***** Excerpt provided *****

4

I am confused about the use of XSLT templates and when/how they are applied. Suppose I have the following XML file:

<book>
  <chapter> 1 </chapter>
  <chapter> 2 </chapter>
</book>

and I'd like to match all chapters in order. This is a XSLT stylesheet:

<?xml version="1.0"?>
<xsl:stylesheet version="1.0" xmlns:xsl="http://www.w3.org/1999/XSL/Transform" >
  <xsl:template match="book">                                                     
    <h1>book</h1>                                                               
  </xsl:template>                                                                 
  <xsl:template match="chapter">                                                  
    <h2>chapter <xsl:value-of select="."/></h2>                                   
  </xsl:template>                                                                                                                                                 
</xsl:stylesheet>                                                               

The result of the stylesheet is

<h1>book</h1>

without the expected numeration of chapters. Adding an <xsl:apply-templates /> at the end of the book matching template didn't help. I'd like to do without an xls:for-each though.

EDIT I ought to have mentioned this: I'm using Python's lxml module which uses libxml2 and libxslt. The following code does not produce the expected result but instead the above:

import lxml.etree
xml = lxml.etree.XML("""                                                    
    <book>                                                                          
      <chapter> 1 </chapter>                                                        
      <chapter> 2 </chapter>                                                        
    </book>                                                                         
""")                                                                            
transform = lxml.etree.XSLT( lxml.etree.XML("""                                  
    <xsl:stylesheet version="1.0" xmlns:xsl="http://www.w3.org/1999/XSL/Transform" >
      <xsl:template match="book">                                                   
        <h1>book</h1>                                                               
        <xsl:apply-templates  />                                                    
      </xsl:template>                                                               
      <xsl:template match="chapter">                                                
        <h2>chapter <xsl:value-of select="."/></h2>                                 
      </xsl:template>                                                               
    </xsl:stylesheet>                                                               
""") )

***** Supplied information *****

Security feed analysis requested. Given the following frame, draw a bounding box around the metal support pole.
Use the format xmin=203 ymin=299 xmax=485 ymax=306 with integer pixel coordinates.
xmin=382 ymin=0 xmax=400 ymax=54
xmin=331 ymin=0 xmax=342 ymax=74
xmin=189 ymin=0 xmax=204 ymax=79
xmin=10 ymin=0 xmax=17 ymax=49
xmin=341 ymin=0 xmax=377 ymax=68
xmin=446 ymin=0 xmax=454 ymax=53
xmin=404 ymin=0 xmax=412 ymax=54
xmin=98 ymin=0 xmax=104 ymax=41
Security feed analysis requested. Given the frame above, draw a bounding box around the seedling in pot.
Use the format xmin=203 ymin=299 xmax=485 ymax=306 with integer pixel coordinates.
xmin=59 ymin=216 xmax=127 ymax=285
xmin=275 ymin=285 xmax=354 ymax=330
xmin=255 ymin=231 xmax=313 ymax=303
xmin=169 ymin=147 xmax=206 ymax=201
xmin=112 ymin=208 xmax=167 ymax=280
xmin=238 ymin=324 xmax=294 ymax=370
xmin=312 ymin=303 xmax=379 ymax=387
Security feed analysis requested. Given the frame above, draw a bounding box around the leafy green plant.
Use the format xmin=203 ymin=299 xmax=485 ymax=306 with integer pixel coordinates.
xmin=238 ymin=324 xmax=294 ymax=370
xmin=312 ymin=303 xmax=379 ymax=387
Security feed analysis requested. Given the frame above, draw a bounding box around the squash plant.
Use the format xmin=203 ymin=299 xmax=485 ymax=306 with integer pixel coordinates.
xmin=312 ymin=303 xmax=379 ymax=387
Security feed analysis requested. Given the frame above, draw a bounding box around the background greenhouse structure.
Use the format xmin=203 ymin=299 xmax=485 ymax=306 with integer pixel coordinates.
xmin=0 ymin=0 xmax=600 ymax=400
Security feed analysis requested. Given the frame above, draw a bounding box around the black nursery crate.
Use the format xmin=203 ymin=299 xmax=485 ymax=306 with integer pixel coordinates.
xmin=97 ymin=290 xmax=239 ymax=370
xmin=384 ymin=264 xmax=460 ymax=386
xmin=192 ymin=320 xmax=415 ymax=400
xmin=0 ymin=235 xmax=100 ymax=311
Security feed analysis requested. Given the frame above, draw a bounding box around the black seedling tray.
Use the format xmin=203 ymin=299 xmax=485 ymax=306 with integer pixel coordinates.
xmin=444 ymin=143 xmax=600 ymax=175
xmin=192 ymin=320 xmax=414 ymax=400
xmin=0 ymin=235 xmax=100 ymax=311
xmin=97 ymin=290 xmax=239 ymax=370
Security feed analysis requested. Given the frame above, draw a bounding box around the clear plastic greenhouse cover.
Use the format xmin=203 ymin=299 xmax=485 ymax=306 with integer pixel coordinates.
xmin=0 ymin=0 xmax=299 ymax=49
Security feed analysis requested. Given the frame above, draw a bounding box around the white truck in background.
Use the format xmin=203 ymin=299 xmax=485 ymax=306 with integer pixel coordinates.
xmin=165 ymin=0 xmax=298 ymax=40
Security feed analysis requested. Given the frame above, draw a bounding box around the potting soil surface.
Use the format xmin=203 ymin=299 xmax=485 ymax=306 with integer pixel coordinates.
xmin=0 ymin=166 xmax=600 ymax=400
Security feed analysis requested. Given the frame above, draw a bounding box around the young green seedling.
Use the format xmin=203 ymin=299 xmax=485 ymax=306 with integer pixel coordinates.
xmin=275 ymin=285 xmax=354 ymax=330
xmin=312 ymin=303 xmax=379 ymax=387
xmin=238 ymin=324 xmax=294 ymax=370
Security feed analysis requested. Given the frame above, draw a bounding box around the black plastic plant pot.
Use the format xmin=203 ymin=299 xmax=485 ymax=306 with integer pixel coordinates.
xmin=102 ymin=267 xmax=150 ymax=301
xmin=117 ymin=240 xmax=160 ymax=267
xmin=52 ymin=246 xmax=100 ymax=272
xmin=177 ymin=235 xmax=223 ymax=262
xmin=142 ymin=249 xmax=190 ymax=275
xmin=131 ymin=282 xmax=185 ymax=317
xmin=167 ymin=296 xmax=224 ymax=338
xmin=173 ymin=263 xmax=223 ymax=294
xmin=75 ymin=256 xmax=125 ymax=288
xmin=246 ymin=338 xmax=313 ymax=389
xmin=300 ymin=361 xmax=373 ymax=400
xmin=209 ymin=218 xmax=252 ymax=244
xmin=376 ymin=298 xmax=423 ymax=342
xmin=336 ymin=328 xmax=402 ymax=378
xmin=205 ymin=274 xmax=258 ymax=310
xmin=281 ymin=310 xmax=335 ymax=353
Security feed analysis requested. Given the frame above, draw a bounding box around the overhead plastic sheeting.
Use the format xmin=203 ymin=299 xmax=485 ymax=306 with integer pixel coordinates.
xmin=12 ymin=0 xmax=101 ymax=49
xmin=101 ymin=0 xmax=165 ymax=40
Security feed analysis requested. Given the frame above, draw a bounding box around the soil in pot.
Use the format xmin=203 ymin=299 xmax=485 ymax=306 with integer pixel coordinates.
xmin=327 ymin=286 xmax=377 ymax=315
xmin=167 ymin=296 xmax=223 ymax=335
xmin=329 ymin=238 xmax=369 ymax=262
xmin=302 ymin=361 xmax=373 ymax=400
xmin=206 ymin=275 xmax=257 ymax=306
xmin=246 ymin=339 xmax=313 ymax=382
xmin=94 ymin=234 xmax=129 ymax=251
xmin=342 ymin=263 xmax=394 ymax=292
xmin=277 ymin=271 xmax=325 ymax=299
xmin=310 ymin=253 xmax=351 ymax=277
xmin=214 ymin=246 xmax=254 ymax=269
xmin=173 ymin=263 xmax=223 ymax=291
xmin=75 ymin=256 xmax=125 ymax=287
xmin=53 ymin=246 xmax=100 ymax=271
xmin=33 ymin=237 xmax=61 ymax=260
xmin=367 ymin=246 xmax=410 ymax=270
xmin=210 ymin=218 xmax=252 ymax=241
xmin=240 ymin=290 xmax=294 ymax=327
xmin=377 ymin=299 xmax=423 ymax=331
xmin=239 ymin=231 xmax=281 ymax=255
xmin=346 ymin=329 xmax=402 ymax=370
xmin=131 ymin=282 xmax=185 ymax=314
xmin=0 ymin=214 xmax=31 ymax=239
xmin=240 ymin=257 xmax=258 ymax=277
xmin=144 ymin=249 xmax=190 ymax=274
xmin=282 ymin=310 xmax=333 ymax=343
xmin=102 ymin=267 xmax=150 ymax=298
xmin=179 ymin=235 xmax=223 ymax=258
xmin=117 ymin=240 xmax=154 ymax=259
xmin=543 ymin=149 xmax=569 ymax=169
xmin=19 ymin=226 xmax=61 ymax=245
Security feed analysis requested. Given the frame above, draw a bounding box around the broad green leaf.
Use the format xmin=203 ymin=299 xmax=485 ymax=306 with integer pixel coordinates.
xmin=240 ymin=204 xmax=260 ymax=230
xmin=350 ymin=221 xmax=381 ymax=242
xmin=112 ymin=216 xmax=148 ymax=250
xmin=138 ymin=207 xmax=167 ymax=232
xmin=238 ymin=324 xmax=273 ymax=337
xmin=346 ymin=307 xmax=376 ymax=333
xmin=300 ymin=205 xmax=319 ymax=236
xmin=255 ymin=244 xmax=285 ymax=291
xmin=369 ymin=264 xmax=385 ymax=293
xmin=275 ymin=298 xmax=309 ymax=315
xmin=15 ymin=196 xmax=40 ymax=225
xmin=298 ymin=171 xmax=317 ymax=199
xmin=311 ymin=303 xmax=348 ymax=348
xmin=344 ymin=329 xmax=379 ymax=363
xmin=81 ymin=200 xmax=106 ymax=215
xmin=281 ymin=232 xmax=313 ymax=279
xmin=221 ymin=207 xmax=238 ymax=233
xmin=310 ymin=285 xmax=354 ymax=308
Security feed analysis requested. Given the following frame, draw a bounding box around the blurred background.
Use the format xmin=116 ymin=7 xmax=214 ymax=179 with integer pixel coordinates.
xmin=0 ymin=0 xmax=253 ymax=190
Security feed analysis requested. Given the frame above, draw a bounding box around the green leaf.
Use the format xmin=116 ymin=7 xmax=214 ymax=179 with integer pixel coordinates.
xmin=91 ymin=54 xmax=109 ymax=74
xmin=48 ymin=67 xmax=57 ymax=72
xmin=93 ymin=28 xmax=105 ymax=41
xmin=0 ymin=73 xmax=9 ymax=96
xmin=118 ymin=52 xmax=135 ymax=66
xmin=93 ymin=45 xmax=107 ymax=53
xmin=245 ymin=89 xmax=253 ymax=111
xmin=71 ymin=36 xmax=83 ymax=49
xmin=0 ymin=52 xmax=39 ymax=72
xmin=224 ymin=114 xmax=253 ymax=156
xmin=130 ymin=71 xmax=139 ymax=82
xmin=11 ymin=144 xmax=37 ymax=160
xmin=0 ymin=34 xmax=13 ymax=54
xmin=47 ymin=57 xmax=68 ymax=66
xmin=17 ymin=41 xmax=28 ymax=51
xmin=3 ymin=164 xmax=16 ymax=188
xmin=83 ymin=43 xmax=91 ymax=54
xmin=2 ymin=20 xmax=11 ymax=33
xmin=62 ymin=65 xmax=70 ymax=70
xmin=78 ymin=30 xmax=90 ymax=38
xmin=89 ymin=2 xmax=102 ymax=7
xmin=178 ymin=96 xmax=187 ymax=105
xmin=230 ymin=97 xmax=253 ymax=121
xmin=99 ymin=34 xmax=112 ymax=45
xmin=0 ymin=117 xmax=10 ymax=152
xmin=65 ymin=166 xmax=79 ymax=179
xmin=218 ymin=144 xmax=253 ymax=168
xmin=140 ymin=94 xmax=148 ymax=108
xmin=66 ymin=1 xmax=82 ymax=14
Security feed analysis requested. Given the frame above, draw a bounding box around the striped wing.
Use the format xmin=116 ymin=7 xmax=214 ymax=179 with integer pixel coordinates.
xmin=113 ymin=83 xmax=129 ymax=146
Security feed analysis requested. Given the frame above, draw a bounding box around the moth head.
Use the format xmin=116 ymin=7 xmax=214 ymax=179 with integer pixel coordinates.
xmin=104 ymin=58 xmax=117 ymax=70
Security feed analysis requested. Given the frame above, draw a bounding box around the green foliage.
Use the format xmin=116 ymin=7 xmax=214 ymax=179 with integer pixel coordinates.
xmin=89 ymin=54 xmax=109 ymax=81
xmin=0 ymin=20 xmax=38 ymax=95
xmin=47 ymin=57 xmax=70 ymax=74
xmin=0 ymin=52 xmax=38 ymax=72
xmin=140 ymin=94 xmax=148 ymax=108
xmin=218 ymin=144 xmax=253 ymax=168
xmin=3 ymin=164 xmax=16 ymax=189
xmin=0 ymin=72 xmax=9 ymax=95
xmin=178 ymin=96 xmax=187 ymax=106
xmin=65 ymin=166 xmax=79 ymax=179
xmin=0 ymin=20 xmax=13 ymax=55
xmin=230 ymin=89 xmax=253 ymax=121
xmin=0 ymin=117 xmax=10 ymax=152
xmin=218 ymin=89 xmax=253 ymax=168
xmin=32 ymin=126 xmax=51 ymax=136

*****

== The task ==
Reproduce, word for word, the portion of the XSLT templates question above that runs from "without the expected" to "an xls:for-each though.".

== Response to this exercise ==
without the expected numeration of chapters. Adding an <xsl:apply-templates /> at the end of the book matching template didn't help. I'd like to do without an xls:for-each though.